Pointing and labeling entries

.....

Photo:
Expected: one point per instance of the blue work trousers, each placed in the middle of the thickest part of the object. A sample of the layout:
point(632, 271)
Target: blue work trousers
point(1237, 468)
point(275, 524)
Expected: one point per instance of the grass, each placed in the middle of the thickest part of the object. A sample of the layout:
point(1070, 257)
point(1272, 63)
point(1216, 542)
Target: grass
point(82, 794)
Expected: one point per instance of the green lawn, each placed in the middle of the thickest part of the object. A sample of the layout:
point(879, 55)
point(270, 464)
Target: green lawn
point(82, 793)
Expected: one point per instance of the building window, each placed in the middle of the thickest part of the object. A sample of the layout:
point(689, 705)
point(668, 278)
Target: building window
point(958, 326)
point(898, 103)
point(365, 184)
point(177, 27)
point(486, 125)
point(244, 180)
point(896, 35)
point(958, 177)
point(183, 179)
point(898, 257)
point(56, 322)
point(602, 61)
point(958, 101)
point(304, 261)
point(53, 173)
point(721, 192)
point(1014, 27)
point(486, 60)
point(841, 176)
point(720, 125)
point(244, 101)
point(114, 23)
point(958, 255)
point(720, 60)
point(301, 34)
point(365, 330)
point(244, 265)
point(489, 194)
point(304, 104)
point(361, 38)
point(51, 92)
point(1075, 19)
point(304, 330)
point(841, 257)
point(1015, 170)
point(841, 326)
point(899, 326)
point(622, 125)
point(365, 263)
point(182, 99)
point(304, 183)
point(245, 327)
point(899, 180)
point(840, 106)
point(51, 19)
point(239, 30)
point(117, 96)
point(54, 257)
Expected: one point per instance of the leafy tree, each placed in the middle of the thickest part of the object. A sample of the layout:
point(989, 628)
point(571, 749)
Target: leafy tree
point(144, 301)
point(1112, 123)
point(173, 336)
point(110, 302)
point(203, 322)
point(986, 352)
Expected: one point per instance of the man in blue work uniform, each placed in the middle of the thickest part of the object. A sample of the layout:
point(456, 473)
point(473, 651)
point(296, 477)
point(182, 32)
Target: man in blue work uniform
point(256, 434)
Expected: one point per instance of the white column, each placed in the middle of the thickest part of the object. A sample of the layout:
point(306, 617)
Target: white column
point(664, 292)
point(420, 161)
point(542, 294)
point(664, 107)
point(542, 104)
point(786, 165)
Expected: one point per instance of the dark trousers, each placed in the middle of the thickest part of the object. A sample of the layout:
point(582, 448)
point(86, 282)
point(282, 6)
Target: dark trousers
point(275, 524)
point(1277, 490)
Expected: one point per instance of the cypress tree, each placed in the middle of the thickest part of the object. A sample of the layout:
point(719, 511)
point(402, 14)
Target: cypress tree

.....

INSTRUCTION | Reproduce the data from the beginning through the line containing "point(82, 794)", inclusive, changing "blue work trousers" to "navy work trousers" and leaving everything else unaltered.

OUTPUT BELOW |
Photo:
Expected: one point per instance of the navy work trousers, each placed in the middle of the thickest part of the object. A sample of the layout:
point(632, 271)
Target: navy work trousers
point(1237, 468)
point(275, 524)
Expected: one point per instance of the grass, each placed in the middle of the thickest part of the object. A sample of the layout:
point(1070, 257)
point(1272, 63)
point(1216, 542)
Target: grass
point(82, 794)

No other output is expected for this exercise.